- _Task details_: Format the items from the line containing "Could you point out the foliage" up to and including the line containing "column 193, row 1007" as a Markdown table, with a column named Row for the row number and a column named Line for each line, leaving out blank lines.

** BEGIN Supplied entries **

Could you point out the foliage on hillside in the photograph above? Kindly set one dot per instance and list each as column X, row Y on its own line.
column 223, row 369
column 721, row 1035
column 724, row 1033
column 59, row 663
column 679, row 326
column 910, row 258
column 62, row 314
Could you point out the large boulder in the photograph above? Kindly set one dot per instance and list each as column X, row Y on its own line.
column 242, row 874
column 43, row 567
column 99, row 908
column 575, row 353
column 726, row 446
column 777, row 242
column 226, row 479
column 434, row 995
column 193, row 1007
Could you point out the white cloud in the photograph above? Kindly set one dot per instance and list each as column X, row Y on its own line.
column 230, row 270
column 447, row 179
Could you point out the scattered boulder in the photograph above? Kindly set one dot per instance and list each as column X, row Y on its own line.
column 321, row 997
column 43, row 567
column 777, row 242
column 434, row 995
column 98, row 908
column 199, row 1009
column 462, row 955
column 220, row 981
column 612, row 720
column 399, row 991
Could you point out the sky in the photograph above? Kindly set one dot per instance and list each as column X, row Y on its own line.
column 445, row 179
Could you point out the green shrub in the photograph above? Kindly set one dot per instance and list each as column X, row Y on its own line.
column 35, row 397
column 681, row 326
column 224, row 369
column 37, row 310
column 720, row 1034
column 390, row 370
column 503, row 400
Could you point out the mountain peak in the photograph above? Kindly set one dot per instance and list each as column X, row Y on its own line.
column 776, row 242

** END Supplied entries **
** BEGIN Supplied entries **

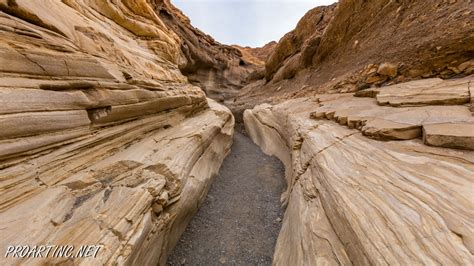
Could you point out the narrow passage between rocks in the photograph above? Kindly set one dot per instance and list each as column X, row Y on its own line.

** END Supplied entries **

- _Correct result_:
| Row | Line |
|---|---|
| 1 | Could you point out the foliage on hillside in the photograph above? Kindly set one dot per instance and list each as column X, row Y on its own line. |
| 2 | column 223, row 369 |
| 3 | column 721, row 1035 |
| 4 | column 724, row 1033 |
| 5 | column 59, row 663 |
| 6 | column 679, row 326 |
| 7 | column 910, row 258 |
| 8 | column 62, row 314 |
| 9 | Could you point out the large boulder in the photograph above? Kindly set one dot per instance and list each as column X, row Y on its own line. |
| 10 | column 242, row 874 |
| 11 | column 43, row 567 |
| 12 | column 99, row 908 |
| 13 | column 575, row 353 |
| 14 | column 726, row 446 |
| 15 | column 777, row 242 |
| 16 | column 226, row 479 |
| 17 | column 434, row 995 |
| 18 | column 193, row 1007 |